--- PAGE ---
From: "Kirill A. Shutemov" <kirill@shutemov.name>
To: Jan Kara <jack@suse.cz>
Cc: "Kirill A. Shutemov" <kirill.shutemov@linux.intel.com>,
Theodore Ts'o <tytso@mit.edu>,
Andreas Dilger <adilger.kernel@dilger.ca>,
Jan Kara <jack@suse.com>,
Andrew Morton <akpm@linux-foundation.org>,
Alexander Viro <viro@zeniv.linux.org.uk>,
Hugh Dickins <hughd@google.com>,
Andrea Arcangeli <aarcange@redhat.com>,
Dave Hansen <dave.hansen@intel.com>,
Vlastimil Babka <vbabka@suse.cz>,
Matthew Wilcox <willy@infradead.org>,
Ross Zwisler <ross.zwisler@linux.intel.com>,
linux-ext4@vger.kernel.org, linux-fsdevel@vger.kernel.org,
linux-kernel@vger.kernel.org, linux-mm@kvack.org,
linux-block@vger.kernel.org
Subject: Re: [PATCHv3 13/41] truncate: make sure invalidate_mapping_pages() can discard huge pages
Date: Mon, 24 Oct 2016 13:41:02 +0300 [thread overview]
Message-ID: <20161024104102.GA2849@node.shutemov.name> (raw)
---
Continue the mailing-list reply about the invalidate_mapping_pages() patch from where it stops. The material that comes next is from a different source.
--- RECORD EXTRACTS ---
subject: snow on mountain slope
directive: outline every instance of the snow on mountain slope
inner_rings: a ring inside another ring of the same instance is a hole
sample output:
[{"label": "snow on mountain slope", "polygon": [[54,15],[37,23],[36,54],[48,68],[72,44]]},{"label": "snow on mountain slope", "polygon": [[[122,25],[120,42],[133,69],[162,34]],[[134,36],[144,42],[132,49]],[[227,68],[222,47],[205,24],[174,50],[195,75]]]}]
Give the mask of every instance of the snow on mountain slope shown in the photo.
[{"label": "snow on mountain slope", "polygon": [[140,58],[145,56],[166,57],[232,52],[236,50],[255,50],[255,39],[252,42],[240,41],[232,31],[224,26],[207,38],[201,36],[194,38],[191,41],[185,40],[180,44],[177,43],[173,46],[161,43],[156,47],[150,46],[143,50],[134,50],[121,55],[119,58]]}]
---
| EXERCISE RESPONSE |
In-Reply-To: <20161012064320.GA13896@quack2.suse.cz>
On Wed, Oct 12, 2016 at 08:43:20AM +0200, Jan Kara wrote:
> On Wed 12-10-16 00:53:49, Kirill A. Shutemov wrote:
> > On Tue, Oct 11, 2016 at 05:58:15PM +0200, Jan Kara wrote:
> > > On Thu 15-09-16 14:54:55, Kirill A. Shutemov wrote:
> > > > invalidate_inode_page() has expectation about page_count() of the page
> > > > -- if it's not 2 (one to caller, one to radix-tree), it will not be
> > > > dropped. That condition almost never met for THPs -- tail pages are
> > > > pinned to the pagevec.
> > > >
> > > > Let's drop them, before calling invalidate_inode_page().
> > > >
> > > > Signed-off-by: Kirill A. Shutemov <kirill.shutemov@linux.intel.com>
> > > > ---
> > > > mm/truncate.c | 11 +++++++++++
> > > > 1 file changed, 11 insertions(+)
> > > >
> > > > diff --git a/mm/truncate.c b/mm/truncate.c
> > > > index a01cce450a26..ce904e4b1708 100644
> > > > --- a/mm/truncate.c
> > > > +++ b/mm/truncate.c
> > > > @@ -504,10 +504,21 @@ unsigned long invalidate_mapping_pages(struct address_space *mapping,
> > > > /* 'end' is in the middle of THP */
> > > > if (index == round_down(end, HPAGE_PMD_NR))
> > > > continue;
> > > > + /*
> > > > + * invalidate_inode_page() expects
> > > > + * page_count(page) == 2 to drop page from page
> > > > + * cache -- drop tail pages references.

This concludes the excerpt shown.